Dataset entries
»»
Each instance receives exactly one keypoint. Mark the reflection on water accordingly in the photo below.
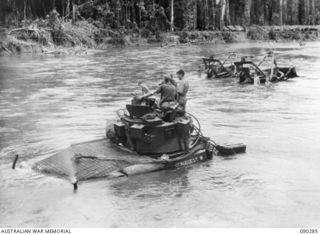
(48, 103)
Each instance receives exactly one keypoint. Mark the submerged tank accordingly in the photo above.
(143, 139)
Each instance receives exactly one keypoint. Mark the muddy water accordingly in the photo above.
(48, 103)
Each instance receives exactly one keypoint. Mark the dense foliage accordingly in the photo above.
(156, 14)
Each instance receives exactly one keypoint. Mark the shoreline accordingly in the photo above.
(30, 40)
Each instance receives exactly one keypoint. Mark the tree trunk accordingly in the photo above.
(25, 12)
(68, 8)
(222, 13)
(172, 15)
(74, 9)
(281, 12)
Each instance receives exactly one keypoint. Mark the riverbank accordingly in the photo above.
(55, 37)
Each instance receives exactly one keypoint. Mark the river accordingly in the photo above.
(50, 102)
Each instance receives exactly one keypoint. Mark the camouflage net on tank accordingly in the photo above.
(94, 159)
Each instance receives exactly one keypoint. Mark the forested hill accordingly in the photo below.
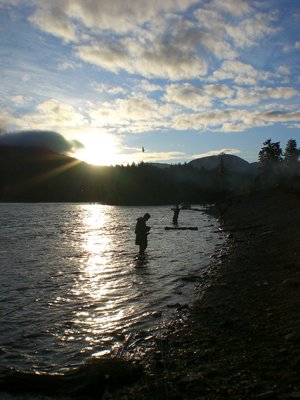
(37, 175)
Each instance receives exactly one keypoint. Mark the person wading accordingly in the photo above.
(141, 232)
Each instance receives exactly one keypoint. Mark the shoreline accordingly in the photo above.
(241, 339)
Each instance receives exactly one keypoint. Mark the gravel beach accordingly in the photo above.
(241, 339)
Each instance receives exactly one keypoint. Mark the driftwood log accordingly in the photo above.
(90, 379)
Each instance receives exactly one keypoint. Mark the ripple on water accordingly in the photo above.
(74, 286)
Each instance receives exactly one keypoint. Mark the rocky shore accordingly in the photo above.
(241, 339)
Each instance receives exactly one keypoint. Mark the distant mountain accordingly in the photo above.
(231, 163)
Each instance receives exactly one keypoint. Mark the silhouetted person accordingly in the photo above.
(141, 232)
(176, 211)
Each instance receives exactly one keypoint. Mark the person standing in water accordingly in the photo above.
(176, 211)
(141, 232)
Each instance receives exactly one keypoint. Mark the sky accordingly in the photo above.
(183, 79)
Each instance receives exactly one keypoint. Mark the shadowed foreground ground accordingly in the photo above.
(241, 340)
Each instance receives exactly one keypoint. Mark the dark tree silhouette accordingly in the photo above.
(291, 153)
(270, 155)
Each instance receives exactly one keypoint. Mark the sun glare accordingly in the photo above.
(98, 149)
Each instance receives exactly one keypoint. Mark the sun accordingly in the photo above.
(99, 149)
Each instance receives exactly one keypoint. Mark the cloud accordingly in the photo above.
(197, 98)
(258, 94)
(41, 139)
(52, 19)
(240, 73)
(250, 31)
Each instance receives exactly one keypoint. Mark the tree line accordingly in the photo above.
(35, 175)
(278, 167)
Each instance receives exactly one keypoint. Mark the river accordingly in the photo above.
(74, 287)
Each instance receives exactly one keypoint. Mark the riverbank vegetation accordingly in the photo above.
(34, 174)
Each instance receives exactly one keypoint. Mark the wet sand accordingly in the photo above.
(241, 339)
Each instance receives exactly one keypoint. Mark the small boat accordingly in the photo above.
(181, 228)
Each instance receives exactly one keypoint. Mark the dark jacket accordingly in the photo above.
(141, 231)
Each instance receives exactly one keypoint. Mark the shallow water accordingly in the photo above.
(73, 285)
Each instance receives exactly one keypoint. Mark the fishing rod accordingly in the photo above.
(157, 222)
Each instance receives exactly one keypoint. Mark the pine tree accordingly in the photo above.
(270, 155)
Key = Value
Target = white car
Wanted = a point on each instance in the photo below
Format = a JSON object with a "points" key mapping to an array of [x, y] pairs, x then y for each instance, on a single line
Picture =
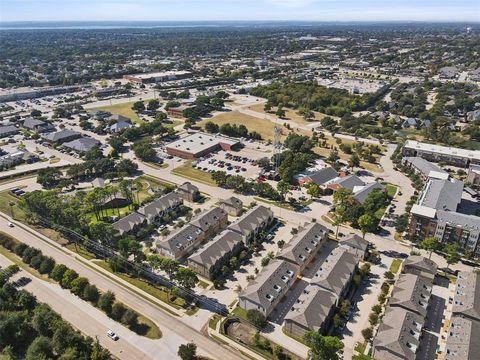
{"points": [[112, 335]]}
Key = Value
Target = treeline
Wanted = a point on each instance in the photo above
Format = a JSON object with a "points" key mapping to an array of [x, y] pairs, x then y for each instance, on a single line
{"points": [[310, 96], [95, 165], [237, 131], [79, 286]]}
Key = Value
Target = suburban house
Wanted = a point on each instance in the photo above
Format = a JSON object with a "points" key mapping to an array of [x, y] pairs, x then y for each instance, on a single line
{"points": [[312, 311], [305, 245], [181, 243], [464, 330], [209, 259], [129, 223], [82, 145], [119, 126], [36, 125], [398, 335], [155, 210], [233, 206], [211, 221], [269, 287], [336, 272], [356, 245], [473, 176], [188, 192], [421, 166], [252, 222], [412, 293]]}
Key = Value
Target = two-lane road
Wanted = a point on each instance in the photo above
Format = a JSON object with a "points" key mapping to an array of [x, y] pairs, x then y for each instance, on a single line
{"points": [[175, 330]]}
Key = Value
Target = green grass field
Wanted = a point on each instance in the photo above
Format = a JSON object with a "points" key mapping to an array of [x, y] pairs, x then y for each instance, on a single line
{"points": [[124, 109], [187, 171], [396, 263], [264, 127]]}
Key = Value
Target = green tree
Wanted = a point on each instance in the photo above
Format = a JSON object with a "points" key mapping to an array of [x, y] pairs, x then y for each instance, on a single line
{"points": [[79, 285], [90, 293], [130, 318], [153, 105], [313, 190], [138, 106], [57, 272], [354, 161], [367, 223], [105, 302], [322, 347], [451, 254], [40, 348], [187, 351], [186, 278], [256, 318], [68, 278]]}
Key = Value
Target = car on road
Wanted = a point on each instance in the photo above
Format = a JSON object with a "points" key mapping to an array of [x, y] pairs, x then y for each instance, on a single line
{"points": [[112, 335]]}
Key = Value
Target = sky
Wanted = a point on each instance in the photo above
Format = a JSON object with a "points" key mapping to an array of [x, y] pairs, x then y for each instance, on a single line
{"points": [[308, 10]]}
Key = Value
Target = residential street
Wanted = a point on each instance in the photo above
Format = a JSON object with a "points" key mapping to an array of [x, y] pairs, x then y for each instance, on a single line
{"points": [[175, 330], [86, 318]]}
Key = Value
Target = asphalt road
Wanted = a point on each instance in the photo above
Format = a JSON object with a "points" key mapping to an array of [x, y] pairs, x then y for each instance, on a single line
{"points": [[83, 316], [175, 331]]}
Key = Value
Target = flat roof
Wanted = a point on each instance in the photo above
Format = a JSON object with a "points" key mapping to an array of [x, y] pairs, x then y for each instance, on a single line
{"points": [[463, 153], [198, 142], [159, 74]]}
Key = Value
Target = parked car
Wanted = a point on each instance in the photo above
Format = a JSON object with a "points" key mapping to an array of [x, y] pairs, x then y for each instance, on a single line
{"points": [[112, 335]]}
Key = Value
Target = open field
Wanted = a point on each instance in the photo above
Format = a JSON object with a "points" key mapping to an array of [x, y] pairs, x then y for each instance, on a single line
{"points": [[187, 171], [290, 114], [124, 109], [264, 127]]}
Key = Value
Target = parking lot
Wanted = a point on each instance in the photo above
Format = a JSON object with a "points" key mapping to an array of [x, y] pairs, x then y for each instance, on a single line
{"points": [[243, 162]]}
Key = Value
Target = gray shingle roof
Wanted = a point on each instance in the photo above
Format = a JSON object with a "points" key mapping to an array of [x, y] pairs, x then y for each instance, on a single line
{"points": [[156, 207], [355, 241], [442, 194], [181, 239], [412, 292], [209, 218], [273, 281], [394, 334], [467, 295], [336, 271], [312, 308], [422, 165], [232, 202], [217, 248], [462, 339], [304, 244], [251, 220], [7, 129]]}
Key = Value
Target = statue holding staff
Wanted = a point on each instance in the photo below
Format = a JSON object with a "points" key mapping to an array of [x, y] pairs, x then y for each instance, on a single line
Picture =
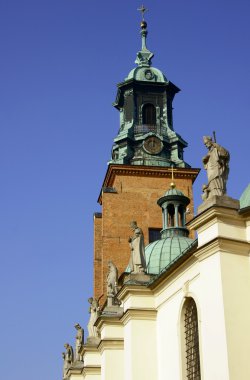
{"points": [[216, 163], [137, 262]]}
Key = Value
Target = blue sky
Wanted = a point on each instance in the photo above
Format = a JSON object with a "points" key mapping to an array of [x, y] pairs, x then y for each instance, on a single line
{"points": [[60, 63]]}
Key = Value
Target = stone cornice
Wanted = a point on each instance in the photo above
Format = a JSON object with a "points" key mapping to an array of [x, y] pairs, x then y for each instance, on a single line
{"points": [[105, 320], [92, 370], [88, 348], [216, 214], [145, 171], [76, 369], [139, 314], [135, 290], [111, 344]]}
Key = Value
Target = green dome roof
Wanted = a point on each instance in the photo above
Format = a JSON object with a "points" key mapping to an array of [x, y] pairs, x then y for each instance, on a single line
{"points": [[147, 74], [245, 198], [162, 252], [174, 191]]}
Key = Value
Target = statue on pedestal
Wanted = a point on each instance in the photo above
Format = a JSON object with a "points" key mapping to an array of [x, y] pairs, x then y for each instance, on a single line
{"points": [[137, 262], [79, 341], [68, 358], [112, 281], [94, 313], [216, 163]]}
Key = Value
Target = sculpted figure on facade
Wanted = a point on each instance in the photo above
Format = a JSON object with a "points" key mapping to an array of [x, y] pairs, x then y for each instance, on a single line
{"points": [[112, 285], [79, 342], [216, 163], [112, 279], [137, 262], [94, 313], [68, 358]]}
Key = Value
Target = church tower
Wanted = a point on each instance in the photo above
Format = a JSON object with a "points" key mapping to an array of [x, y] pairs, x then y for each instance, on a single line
{"points": [[144, 153]]}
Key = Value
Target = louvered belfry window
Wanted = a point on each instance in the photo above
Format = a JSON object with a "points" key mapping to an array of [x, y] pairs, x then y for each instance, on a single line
{"points": [[149, 114], [191, 333]]}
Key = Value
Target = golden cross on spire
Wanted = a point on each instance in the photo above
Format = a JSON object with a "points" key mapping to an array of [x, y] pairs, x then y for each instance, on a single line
{"points": [[172, 184], [142, 10]]}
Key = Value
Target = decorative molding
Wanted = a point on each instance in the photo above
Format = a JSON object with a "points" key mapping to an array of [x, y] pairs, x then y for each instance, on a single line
{"points": [[111, 344], [135, 290], [147, 314], [145, 171], [92, 370], [107, 321]]}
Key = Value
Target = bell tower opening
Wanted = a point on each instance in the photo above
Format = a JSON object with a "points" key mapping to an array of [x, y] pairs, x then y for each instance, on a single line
{"points": [[149, 114]]}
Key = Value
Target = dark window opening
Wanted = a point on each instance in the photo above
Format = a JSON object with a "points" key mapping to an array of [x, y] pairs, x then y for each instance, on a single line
{"points": [[171, 215], [154, 234], [149, 114], [191, 341]]}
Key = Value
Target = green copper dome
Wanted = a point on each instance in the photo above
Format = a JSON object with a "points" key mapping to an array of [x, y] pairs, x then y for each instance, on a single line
{"points": [[174, 234], [245, 198], [147, 74], [174, 191], [162, 252]]}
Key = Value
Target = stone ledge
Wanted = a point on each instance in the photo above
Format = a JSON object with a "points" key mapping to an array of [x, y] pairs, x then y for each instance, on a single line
{"points": [[221, 201]]}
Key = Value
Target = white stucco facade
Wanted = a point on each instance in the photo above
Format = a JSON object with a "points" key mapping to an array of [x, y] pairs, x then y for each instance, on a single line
{"points": [[147, 341]]}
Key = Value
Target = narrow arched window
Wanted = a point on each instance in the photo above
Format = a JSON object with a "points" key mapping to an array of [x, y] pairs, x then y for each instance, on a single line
{"points": [[149, 114], [190, 332]]}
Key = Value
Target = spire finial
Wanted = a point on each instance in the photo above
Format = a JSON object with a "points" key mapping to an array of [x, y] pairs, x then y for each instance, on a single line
{"points": [[144, 56], [142, 10], [172, 184]]}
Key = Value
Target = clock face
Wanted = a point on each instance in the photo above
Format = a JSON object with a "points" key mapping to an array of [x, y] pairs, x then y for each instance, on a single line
{"points": [[148, 74], [153, 145]]}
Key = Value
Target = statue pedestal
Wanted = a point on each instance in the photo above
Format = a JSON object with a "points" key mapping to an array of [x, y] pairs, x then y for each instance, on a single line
{"points": [[219, 200], [93, 341], [112, 311], [136, 278]]}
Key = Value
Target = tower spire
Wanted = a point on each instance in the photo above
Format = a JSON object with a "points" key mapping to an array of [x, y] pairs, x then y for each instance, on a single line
{"points": [[144, 56]]}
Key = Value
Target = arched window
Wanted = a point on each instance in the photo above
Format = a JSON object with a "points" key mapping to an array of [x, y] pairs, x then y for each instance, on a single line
{"points": [[149, 114], [190, 341], [171, 215]]}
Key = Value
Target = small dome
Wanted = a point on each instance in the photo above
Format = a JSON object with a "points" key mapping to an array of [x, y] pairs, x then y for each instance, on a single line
{"points": [[245, 198], [147, 74], [162, 252], [174, 191]]}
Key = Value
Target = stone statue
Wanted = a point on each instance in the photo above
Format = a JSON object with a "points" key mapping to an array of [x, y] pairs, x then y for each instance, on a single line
{"points": [[112, 282], [68, 358], [94, 313], [112, 279], [216, 163], [137, 262], [79, 341]]}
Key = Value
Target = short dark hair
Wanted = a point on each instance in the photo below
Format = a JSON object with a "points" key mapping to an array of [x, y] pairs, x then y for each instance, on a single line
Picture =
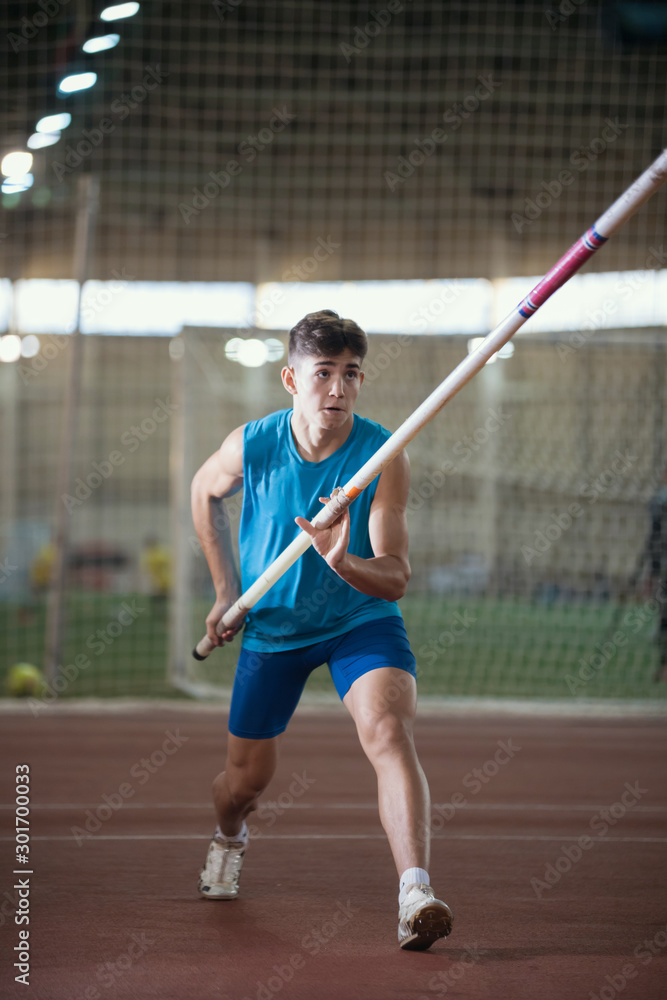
{"points": [[325, 334]]}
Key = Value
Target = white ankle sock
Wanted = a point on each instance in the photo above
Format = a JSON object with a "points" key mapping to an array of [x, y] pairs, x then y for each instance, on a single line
{"points": [[409, 877], [242, 835]]}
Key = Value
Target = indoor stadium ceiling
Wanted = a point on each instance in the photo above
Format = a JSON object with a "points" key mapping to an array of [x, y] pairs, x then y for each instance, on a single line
{"points": [[413, 139]]}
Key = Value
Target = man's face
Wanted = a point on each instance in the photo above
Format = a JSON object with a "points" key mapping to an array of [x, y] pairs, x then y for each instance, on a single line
{"points": [[325, 389]]}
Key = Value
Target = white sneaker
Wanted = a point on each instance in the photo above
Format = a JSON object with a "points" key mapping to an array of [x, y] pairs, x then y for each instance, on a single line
{"points": [[422, 918], [220, 876]]}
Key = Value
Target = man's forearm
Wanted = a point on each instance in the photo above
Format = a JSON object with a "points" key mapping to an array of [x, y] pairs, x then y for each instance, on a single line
{"points": [[382, 576]]}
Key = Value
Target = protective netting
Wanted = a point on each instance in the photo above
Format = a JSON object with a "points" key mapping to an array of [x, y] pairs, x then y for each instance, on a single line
{"points": [[529, 510], [302, 142]]}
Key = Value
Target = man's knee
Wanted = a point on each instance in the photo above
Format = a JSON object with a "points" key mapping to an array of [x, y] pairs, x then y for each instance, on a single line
{"points": [[385, 732], [245, 786]]}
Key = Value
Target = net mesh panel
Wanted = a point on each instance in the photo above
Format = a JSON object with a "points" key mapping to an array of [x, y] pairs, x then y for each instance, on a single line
{"points": [[528, 510], [432, 141]]}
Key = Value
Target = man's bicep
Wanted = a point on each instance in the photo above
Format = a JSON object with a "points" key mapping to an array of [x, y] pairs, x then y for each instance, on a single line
{"points": [[222, 474], [387, 524]]}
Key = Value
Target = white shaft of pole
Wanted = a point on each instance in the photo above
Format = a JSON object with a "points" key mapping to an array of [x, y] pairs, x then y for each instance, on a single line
{"points": [[608, 223]]}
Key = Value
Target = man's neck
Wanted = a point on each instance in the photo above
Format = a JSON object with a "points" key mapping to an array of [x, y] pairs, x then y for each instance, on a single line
{"points": [[314, 443]]}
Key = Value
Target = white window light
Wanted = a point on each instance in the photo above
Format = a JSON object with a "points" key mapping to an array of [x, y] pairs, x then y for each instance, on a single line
{"points": [[77, 81], [10, 347], [101, 44], [16, 164], [119, 11], [38, 140], [14, 185], [53, 123], [30, 346]]}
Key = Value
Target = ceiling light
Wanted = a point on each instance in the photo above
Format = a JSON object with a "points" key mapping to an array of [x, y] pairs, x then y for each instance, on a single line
{"points": [[14, 185], [38, 140], [77, 81], [101, 44], [119, 10], [16, 164], [53, 123]]}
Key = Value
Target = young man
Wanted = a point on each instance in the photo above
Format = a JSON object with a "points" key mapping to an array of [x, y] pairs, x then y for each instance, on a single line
{"points": [[289, 462]]}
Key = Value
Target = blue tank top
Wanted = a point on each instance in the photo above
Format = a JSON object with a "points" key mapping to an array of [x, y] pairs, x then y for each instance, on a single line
{"points": [[310, 602]]}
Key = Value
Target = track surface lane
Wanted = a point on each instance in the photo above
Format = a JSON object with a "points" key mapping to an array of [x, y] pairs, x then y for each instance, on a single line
{"points": [[116, 915]]}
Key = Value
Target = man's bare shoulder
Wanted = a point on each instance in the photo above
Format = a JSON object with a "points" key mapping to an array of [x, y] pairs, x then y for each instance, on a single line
{"points": [[231, 451]]}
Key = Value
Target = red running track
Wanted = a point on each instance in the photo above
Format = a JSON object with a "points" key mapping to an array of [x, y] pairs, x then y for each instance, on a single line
{"points": [[116, 914]]}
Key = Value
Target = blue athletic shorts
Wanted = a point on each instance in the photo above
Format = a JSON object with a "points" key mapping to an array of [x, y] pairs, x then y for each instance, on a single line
{"points": [[267, 686]]}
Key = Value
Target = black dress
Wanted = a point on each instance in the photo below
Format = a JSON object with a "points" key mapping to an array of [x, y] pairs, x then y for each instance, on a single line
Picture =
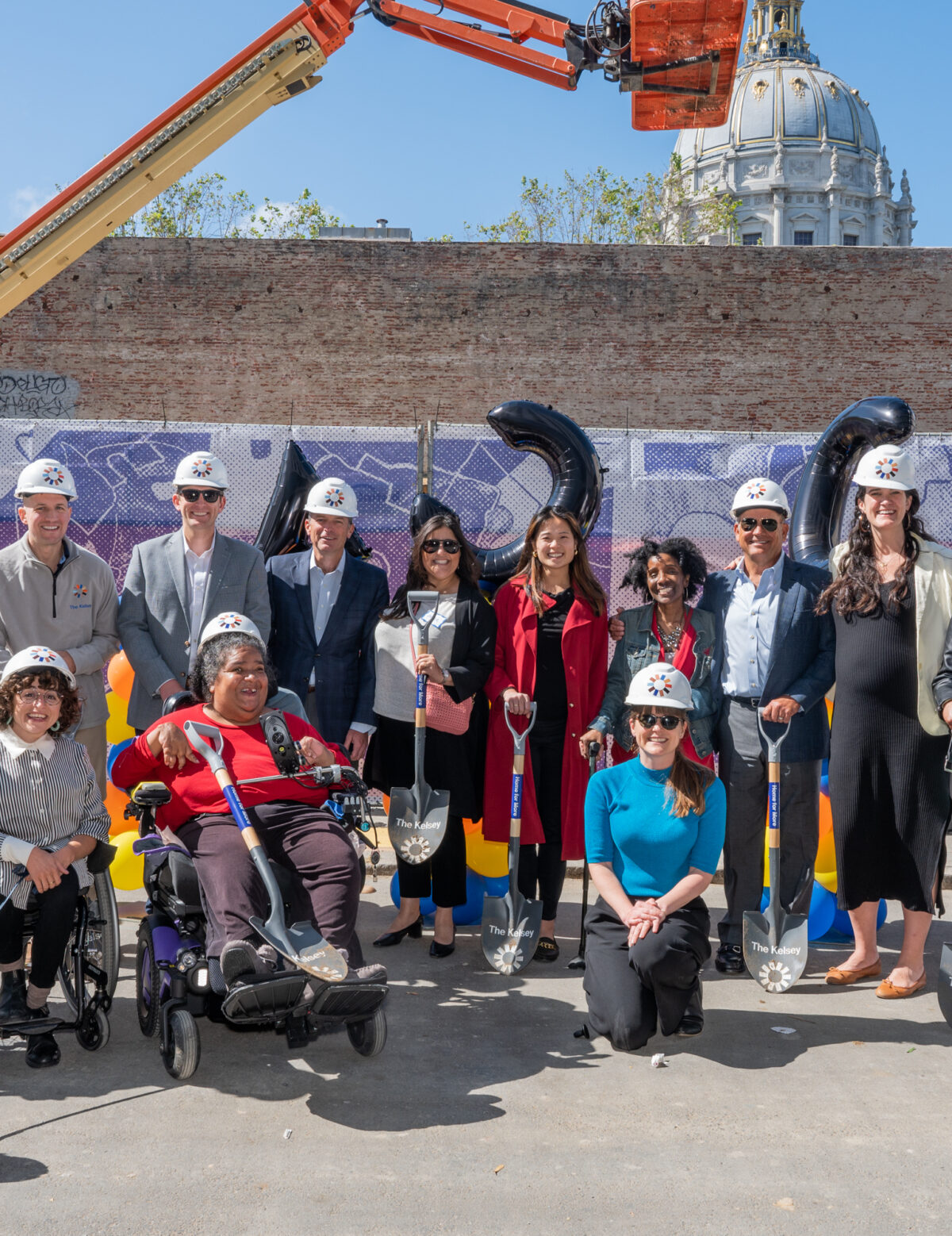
{"points": [[888, 789]]}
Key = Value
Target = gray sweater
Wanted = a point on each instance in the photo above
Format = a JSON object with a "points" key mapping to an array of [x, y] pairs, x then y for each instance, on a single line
{"points": [[72, 609]]}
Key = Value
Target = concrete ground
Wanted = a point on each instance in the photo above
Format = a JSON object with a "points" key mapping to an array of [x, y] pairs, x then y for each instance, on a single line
{"points": [[484, 1114]]}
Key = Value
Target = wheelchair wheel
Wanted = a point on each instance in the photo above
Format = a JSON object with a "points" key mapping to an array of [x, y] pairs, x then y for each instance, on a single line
{"points": [[367, 1037], [148, 983], [182, 1061], [93, 1030], [102, 939]]}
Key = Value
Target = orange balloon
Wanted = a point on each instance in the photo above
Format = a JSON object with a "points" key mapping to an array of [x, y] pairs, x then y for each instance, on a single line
{"points": [[115, 804], [120, 675]]}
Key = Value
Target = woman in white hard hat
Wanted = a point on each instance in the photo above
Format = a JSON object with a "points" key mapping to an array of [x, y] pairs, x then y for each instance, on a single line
{"points": [[892, 602], [51, 819], [654, 828]]}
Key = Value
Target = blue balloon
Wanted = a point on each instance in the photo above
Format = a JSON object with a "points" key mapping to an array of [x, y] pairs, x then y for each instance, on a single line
««
The answer must consist of every line from the entries that holds the string "dome".

• Result of this exercise:
Target = green dome roof
Target = green copper dome
Target = small dome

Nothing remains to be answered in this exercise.